▸ SCHRIFTLICHE AUFGABE
Geben Sie ausschließlich die Anzahl der Zeilen des folgenden Materials an, in denen die Zeichenfolge „grey“ vorkommt.

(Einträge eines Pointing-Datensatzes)
......

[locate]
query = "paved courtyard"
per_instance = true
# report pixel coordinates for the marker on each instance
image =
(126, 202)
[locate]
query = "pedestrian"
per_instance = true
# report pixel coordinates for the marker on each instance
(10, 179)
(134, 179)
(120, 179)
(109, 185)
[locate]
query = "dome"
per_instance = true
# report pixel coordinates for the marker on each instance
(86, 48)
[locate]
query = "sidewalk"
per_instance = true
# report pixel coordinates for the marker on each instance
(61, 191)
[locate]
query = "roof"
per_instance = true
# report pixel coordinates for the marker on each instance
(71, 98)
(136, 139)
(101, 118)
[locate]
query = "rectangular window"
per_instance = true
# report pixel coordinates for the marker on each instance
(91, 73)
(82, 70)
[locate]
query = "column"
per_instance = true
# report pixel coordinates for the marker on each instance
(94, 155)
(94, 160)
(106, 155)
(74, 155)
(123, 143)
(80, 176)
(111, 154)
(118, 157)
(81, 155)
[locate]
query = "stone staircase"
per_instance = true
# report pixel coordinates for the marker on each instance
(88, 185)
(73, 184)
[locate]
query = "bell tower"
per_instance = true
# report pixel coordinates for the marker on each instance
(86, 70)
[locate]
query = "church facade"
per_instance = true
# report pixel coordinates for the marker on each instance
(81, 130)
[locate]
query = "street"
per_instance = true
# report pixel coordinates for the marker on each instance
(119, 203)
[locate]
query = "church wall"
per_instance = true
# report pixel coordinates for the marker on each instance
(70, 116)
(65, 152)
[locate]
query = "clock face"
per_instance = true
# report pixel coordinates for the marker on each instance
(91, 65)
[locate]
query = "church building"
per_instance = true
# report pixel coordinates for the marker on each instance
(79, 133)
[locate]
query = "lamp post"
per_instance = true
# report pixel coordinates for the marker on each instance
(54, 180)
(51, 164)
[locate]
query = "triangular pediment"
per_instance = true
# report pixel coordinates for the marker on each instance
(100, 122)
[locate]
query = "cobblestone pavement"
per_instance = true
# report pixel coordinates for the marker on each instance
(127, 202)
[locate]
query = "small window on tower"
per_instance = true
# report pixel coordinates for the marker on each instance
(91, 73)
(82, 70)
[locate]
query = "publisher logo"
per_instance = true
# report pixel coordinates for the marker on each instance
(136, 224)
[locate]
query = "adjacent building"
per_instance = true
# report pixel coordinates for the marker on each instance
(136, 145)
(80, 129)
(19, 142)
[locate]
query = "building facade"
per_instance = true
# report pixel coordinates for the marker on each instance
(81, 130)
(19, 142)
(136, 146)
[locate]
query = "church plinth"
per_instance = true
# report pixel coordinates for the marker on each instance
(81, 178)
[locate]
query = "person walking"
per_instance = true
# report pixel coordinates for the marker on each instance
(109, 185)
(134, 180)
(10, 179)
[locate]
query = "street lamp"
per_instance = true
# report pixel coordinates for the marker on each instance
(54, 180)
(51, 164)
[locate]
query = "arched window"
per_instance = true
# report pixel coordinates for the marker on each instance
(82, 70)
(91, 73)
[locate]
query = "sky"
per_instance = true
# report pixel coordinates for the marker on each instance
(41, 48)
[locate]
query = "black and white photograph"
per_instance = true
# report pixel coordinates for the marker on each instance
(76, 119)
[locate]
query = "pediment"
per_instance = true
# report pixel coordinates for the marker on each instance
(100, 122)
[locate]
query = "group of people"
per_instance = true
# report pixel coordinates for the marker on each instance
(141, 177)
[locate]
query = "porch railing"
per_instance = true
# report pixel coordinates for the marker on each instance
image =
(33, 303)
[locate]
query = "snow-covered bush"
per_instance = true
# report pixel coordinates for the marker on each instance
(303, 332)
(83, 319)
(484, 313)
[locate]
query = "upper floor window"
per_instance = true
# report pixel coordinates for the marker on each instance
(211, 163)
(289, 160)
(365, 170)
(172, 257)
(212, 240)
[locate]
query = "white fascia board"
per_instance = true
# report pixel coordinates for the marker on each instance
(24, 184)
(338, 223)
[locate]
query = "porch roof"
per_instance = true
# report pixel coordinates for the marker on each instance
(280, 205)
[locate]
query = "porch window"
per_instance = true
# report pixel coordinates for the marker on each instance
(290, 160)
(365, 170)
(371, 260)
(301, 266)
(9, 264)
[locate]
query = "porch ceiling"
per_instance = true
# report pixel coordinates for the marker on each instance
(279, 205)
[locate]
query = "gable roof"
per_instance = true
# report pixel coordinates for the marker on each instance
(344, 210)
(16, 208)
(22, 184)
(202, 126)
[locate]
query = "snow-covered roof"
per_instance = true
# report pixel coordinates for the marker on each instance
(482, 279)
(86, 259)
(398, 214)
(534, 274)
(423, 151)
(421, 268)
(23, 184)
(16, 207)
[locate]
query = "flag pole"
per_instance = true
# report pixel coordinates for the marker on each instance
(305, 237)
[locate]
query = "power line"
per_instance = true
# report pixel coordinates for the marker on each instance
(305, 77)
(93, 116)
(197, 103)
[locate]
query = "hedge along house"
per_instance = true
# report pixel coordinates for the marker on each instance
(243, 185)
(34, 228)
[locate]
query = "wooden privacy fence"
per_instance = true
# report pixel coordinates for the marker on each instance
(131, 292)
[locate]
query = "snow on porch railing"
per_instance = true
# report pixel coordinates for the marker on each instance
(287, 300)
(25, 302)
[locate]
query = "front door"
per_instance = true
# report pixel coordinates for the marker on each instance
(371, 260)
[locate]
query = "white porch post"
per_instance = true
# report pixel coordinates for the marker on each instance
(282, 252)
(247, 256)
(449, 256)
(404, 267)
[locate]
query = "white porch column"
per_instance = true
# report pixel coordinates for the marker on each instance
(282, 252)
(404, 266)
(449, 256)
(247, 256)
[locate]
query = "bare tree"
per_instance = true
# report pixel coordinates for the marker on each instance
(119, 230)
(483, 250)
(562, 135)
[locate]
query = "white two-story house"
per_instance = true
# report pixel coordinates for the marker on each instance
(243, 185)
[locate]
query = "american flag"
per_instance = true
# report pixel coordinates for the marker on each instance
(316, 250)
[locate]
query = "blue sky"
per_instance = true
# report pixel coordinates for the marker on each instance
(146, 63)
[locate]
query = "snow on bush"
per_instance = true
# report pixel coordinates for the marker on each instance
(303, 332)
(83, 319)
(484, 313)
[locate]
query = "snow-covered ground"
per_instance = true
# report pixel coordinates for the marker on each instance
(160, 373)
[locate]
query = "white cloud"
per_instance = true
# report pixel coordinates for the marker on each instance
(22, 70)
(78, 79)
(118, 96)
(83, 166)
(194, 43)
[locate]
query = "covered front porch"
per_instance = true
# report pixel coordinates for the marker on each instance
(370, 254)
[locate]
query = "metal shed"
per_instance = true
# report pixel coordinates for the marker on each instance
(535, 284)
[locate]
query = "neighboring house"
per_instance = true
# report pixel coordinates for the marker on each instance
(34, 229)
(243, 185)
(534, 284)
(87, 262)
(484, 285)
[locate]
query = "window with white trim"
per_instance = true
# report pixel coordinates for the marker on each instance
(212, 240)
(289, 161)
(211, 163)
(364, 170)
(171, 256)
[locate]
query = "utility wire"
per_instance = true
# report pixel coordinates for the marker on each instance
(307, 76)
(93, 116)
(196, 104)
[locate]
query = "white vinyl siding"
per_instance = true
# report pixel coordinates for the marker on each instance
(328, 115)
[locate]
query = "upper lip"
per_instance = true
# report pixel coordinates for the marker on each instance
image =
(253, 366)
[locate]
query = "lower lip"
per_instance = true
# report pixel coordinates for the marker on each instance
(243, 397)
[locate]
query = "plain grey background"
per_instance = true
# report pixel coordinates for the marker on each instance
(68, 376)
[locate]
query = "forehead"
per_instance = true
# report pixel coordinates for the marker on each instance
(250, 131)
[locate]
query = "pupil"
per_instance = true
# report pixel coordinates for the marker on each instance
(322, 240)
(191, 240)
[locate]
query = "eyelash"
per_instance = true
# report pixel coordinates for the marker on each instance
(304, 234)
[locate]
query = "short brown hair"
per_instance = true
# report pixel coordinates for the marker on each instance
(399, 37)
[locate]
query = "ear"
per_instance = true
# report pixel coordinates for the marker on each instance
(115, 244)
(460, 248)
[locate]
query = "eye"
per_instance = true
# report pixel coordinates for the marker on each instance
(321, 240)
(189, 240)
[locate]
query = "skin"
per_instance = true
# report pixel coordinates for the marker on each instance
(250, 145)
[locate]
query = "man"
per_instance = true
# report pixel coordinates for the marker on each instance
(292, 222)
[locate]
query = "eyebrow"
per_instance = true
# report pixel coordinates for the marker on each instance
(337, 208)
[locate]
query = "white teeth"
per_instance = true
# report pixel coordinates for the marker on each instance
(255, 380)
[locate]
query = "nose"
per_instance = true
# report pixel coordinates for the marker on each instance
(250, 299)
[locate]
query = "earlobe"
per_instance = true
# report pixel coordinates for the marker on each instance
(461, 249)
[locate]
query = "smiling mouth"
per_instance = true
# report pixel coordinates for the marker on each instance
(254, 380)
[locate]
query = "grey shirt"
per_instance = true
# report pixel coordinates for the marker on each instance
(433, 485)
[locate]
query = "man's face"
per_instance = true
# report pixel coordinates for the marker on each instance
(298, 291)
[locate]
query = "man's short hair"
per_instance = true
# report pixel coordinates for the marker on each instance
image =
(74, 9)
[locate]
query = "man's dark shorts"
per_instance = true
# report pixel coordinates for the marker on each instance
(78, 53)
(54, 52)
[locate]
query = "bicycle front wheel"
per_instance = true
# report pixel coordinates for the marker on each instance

......

▸ SCHRIFTLICHE ANTWORT
2